(Travail à réaliser): Relevez, dans le texte consacré à Daniel Bélanger, tous les types de films dans lesquels l'auditeur s'imagine par moments en écoutant l'album.

(Document source):
——
Daniel Bélanger: Comme un enfant au terrain de jeu
En créant son premier album instrumental, Daniel Bélanger dit s’être senti comme dans un terrain de jeu. Il s’est éclaté en jouant de tous les instruments dans son studio, en donnant des titres plus originaux les uns que les autres à ses pièces et en s’inspirant de ses souvenirs de jeunesse. «J’ai eu TELLEMENT de plaisir à le faire», assure-t-il. Ça s’entend tout au long des 13 pièces de Travelling.
«C’est très ludique avec les moyens d’un adulte. C’est formidable!» s’emballe le célèbre auteur-compositeur-interprète en parlant de son neuvième album qui s’écoute comme une trame sonore de film, sans film.
Ses pièces instrumentales sont riches, accrocheuses et rêveuses. Au fil de l’album, on s’imagine par moments dans un vieux film d’espionnage, dans un western spaghetti ou encore dans un film noir.
Le titre Travelling fait d’ailleurs référence au mouvement de caméra du même nom. En 2005, Daniel Bélanger avait composé la trame sonore du film L’Audition, de Luc Picard, qui avait été récompensée d’un prix Jutra.
«Je me suis dit : “C’est chouette, je vais probablement avoir d’autres invitations à faire de la musique de film”. Et puis, plus rien. Plus-e-rien!» raconte-t-il généreusement en entrevue.
——
(Données fournies):
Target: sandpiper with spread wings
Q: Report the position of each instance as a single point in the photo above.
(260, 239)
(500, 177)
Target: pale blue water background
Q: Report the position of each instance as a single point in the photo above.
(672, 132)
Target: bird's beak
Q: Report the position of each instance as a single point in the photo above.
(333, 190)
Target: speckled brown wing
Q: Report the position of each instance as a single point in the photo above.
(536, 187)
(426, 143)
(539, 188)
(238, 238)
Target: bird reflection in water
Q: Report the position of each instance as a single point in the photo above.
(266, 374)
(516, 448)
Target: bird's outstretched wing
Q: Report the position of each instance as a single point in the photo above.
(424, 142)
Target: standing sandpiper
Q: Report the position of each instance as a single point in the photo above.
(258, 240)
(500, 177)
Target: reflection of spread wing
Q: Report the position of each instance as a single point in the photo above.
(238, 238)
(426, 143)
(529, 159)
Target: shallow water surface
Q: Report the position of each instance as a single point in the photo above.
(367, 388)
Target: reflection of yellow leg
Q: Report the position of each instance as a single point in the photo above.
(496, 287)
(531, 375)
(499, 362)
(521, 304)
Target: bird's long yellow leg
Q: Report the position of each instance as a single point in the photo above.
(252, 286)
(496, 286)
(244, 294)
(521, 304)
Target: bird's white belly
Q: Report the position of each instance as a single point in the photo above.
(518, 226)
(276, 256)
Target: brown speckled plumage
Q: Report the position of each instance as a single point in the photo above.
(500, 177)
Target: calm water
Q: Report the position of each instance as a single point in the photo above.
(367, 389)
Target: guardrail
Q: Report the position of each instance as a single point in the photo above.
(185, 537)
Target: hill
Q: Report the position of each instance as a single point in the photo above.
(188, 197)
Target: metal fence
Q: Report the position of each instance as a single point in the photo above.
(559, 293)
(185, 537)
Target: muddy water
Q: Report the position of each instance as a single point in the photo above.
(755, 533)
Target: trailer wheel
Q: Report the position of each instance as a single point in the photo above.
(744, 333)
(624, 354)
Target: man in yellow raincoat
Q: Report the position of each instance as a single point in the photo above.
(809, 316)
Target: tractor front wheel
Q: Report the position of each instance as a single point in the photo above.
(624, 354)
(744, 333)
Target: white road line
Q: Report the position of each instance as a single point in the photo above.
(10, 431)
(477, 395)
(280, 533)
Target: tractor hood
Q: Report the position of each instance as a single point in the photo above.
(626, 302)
——
(Solution proposée):
- un vieux film d'espionnage
- un western spaghetti
- un film noir